### Required tasks
1. In the article below on the Australian election, rewrite the paragraph beginning "In the House of Representatives" as a short bulleted list that keeps its main facts.
2. According to the article below on the Australian election, what is Prime Minister Bob Hawke's approximate standing in the polls?
3. Continue the article below on the Australian election, picking up after its final paragraph.

### Document segment
As Australian vote nears, Labor government appears to have election in the bag
Four weeks after the beginning of Australia's national election campaign and less than three weeks before the vote Dec. 1, public-opinion polls suggest that the Labor government is easily maintaining its dominance over the opposition Liberal-National Party coalition.
In the House of Representatives, Labor holds 53 percent of the vote in the lastest polls, 2 percent more than it scored in the 1983 elections when it won power. The government has been trumpeting its record since its election - reduced inflation (halved in the last 18 months), lower unemployment, more jobs, lower interest rates, and a tax cut that went into effect Nov. 1.
The government's major asset is the popularity of its leader, Prime Minister Bob Hawke, who stands at about 70 percent in the polls, compared with about 20 percent for opposition leader Andrew Peacock.
Mr. Hawke's gambit in making the campaign twice as long as usual seems to have had its intended effect of downgrading the importance of any issues that might emerge in the campaign and confirming the contest as a popularity poll between the two leaders.

### Extracted information
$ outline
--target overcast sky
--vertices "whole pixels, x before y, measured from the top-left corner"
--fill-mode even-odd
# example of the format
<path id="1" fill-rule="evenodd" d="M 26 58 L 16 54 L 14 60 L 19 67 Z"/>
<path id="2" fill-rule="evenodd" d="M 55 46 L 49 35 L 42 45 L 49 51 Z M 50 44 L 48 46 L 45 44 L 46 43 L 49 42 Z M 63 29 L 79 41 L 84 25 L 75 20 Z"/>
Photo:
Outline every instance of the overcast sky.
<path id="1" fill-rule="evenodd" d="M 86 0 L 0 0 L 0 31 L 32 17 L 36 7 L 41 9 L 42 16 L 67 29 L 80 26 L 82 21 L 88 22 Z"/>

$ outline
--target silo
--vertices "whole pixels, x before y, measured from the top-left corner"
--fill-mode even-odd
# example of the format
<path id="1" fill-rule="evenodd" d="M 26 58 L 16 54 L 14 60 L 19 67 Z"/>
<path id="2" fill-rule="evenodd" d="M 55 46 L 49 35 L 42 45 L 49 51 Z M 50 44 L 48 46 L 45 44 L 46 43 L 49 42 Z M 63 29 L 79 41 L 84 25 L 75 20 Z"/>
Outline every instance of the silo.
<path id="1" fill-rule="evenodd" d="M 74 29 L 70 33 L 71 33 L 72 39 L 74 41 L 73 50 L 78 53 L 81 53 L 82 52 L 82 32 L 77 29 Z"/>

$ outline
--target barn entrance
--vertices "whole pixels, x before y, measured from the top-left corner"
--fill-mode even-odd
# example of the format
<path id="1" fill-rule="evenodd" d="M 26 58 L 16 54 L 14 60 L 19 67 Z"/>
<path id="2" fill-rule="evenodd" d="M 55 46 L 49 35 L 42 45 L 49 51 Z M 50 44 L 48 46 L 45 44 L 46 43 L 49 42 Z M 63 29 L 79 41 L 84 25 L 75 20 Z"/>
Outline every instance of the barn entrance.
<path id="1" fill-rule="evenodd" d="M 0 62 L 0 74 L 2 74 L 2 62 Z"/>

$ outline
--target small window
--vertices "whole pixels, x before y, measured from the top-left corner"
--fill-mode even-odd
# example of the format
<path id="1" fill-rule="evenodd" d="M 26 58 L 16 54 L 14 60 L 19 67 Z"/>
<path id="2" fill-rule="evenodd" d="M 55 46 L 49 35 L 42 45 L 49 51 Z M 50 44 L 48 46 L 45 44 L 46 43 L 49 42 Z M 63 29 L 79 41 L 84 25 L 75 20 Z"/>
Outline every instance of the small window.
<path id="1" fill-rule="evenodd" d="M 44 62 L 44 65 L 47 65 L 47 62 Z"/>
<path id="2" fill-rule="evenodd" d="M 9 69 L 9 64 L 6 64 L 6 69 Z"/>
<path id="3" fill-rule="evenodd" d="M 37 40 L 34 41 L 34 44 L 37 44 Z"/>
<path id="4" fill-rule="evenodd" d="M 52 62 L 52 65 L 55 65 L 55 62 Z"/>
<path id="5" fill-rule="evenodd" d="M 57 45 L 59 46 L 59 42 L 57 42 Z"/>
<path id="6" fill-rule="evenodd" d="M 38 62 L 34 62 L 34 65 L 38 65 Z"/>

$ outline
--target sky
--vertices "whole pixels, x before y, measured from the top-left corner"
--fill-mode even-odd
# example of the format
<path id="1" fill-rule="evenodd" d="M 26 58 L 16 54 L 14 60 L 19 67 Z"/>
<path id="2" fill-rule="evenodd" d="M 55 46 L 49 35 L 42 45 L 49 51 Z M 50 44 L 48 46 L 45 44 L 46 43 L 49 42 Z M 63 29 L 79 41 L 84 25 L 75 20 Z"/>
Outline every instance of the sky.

### List of answers
1.
- Latest polls give Labor 53 percent of the House of Representatives vote.
- That is 2 percent more than Labor scored when it won power in the 1983 elections.
- Since its election, the government has been trumpeting its record:
  - inflation reduced, halved in the last 18 months
  - lower unemployment and more jobs
  - lower interest rates
  - a tax cut that took effect Nov. 1

2. About 70 percent.

3.
One of the opposition's major problems is that even its traditional supporters are, on this occasion, refusing to attack the policies of the Hawke government.
This week the new president of the Business Council of Australia, Robert White, expressed satisfaction with the last budget of the Hawke government, its positive attitude toward attacking business regulation, and its announced budgetary plans. Mr. White is head of Australia's largest private bank, which in the past has supported the Liberal-National coalition.
The government's major concerns are deflecting the opposition's criticism of its tax policy and heading off a fringe party that seems likely to win Senate seats at the expense of government candidates.
The Nuclear Disarmament Party, created a few months ago, contains some former Labor members but is also receiving support from conservative and conservationist groups. It opposes uranium development, nuclear arms, visits of United States warships, and the ANZUS (Australia-New Zealand-US) defense alliance. Polls suggest it could win five seats in the Senate and hold the balance of power there, together with other minor parties.
The Liberal-National coalition has forced Hawke to be more specific about the future tax policies. He insists the government would not increase the total tax share of gross domestic product but would favor indirect taxes over the income taxes that now dominate the tax system.